##### Gegeven tekst

Gedenkschriften van een Paria
Een Gesprek met Harry Domela
door Nico Rost

1.

HET boek van Harry Domela is in de eerste plaats een document van sociale waarde. Het is een sympathiek boek, geschreven door een uiterst sympathiek auteur. Toen Domela gearresteerd werd heeft hij het halve jaar dat hij in voorarrest gehouden werd benut om zijn boek ‘der falsche Prinz’, dat thans in Hollandsche vertaling verschijnt onder den titel ‘van Paria tot Prins van Pruisen’ (een titel die beter den inhoud van het boek weergeeft) te schrijven. Hij vertelt hier niet alleen over hetgeen hij beleefde als ‘Wilhelm, Prinz von Preuszen’, doch bericht ons tevens over zijn zwaar bestaan als soldaat en boerenarbeider, over zijn zwerftochten als vagebond en zijn verblijf in de gevangenis. Hij beschrijft niet alleen de leegheid van den adel in Potsdam en zoovele andere steden, doch schildert ons ook de ellende der dakloozen te Berlijn, den honger van de zwervers te Hamburg, het ellendige bestaan van een boerenknecht in Oost-Pruisen.

Harry Domela is in Kurland geboren en heeft zijn jeugd in Bauske doorgebracht. Deze jeugd was niet gelukkig. Hij komt in een tehuis voor kinderen in Riga terecht en is reeds op veertienjarigen leeftijd soldaat. De politie brengt hem spoedig over de grens, omdat hij tegen de Letten in het belang van den Baltischen adel gevochten (?) had. Men leze wat Domela over deze episode - over zijn diensttijd bij de Landweer mededeelt: ‘Wenn wir keine Feinde gehabt hätten, hätten wir uns welche erfunden.’ Domela's vrienden wisten meestal niet waarom ze vochten, tegen wie en in wiens belang. Ze vochten echter graag, daarvoor waren ze toch soldaat geworden. Men had weinig te doen, behoefde zich niet uit te sloven, had goed te eten en kon veel doen wat men als burger niet doen kon.

##########
##### Datasetrecords

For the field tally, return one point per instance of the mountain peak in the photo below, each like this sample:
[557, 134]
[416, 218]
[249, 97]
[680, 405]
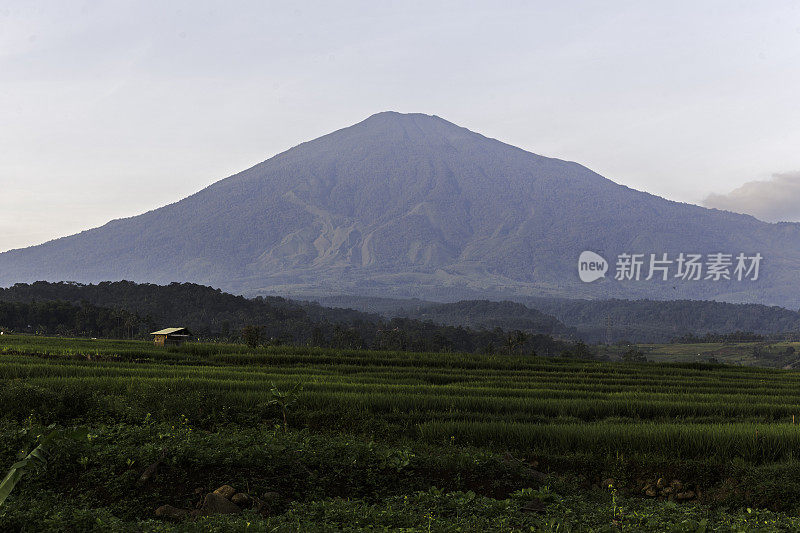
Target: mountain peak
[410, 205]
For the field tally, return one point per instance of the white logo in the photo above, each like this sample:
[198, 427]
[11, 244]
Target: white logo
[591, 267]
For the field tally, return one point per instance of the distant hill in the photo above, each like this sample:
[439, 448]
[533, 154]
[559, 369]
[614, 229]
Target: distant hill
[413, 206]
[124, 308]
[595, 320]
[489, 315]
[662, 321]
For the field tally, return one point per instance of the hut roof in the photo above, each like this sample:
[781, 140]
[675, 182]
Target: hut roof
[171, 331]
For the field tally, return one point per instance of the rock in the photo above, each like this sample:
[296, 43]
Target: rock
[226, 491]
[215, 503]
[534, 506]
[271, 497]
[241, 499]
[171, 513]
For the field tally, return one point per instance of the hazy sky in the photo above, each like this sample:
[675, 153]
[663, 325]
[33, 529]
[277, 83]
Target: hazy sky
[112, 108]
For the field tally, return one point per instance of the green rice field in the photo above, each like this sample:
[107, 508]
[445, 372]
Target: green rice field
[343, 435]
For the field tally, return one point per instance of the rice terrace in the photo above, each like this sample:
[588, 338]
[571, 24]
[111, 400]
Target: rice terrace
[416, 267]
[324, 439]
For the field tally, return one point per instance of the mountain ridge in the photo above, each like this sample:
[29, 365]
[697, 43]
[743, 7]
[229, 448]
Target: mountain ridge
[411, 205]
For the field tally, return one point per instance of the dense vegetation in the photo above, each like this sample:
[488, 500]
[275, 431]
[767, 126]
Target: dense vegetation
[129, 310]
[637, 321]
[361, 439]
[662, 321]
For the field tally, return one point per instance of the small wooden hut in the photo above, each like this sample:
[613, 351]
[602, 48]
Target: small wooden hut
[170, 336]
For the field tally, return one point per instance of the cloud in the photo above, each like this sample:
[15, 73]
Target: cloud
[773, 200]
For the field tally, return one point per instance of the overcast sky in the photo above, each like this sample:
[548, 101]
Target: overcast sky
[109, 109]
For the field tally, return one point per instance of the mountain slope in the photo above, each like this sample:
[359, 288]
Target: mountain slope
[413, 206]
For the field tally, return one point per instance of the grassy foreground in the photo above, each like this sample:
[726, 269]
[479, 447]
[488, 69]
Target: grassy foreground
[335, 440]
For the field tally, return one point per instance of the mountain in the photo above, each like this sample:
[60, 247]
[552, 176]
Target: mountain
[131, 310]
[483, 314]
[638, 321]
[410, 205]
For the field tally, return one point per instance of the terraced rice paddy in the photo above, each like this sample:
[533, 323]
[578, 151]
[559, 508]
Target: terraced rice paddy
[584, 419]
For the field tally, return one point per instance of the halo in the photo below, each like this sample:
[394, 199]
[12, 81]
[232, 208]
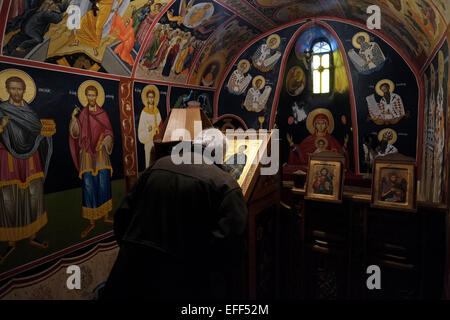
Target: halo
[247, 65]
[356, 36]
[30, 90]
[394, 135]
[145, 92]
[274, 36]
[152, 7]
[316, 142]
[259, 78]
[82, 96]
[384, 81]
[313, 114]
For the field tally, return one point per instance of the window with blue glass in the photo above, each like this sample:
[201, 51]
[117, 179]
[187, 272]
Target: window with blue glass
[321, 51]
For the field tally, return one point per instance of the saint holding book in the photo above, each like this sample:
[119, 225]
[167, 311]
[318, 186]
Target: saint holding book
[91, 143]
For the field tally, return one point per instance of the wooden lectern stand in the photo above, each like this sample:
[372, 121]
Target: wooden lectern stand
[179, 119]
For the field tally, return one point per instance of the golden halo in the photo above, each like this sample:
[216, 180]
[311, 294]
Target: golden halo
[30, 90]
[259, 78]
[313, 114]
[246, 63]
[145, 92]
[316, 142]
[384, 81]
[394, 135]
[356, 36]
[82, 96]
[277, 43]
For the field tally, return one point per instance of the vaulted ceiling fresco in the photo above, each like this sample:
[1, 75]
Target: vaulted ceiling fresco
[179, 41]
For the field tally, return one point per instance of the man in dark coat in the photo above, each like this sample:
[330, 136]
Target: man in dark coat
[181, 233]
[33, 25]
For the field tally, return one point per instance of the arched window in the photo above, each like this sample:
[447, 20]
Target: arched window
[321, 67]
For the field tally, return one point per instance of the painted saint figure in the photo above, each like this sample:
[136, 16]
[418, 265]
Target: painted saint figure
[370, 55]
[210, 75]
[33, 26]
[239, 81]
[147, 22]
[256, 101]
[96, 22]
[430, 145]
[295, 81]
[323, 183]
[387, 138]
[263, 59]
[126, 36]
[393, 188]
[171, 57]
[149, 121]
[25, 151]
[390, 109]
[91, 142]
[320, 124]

##########

▸ Uit te voeren opdrachten
1. Op welke leeftijd werd Domela volgens het stuk over Harry Domela al soldaat?
2. Zet het stuk over Harry Domela voort na de laatste zin.

▸ Antwoorden
1. Op veertienjarige leeftijd.

2.
Wanneer Domela den militairen dienst verlaten heeft, tracht hij overal werk te zoeken. Nergens vindt hij dit echter. Dit hoofdstuk is zóó overtuigend en eerlijk geschreven, dat we terstond van de waarheid van dit alles overtuigd zijn. We hebben trouwens niet de minste reden hieraan te twijfelen. Overtuigend ook de toon dien de politie terstond tegen hem aanslaat zoodra ze bemerkt, dat hij zonder middelen van bestaan is, overtuigend het hulpelooze karakter der philantropische inrichtingen, die immers overal slechts lapmiddelen zijn. Domela tracht dan als boerenknecht in zijn onderhoud te voorzien. Ook deze episode is belangrijk, eigenlijk een der belangrijkste uit het geheele werk. Nimmer heb ik geweten hoe slecht boerenknechts behandeld worden, hoe weinig verantwoordelijkheidsgevoel deze Oost-Pruisische heereboeren bezitten, hoe slecht zij hun personeel voeden en wat voor slechte slaapplaatsen ze hun durven aan te bieden. En dan verwondert men zich in Duitschland dat de vele werkeloozen uit de groote steden niet als boerenknecht naar het platteland willen komen, dan verwondert men zich ‘wenn die Arbeiter nicht aufs Land gehen wollen, die Schweine!’

2.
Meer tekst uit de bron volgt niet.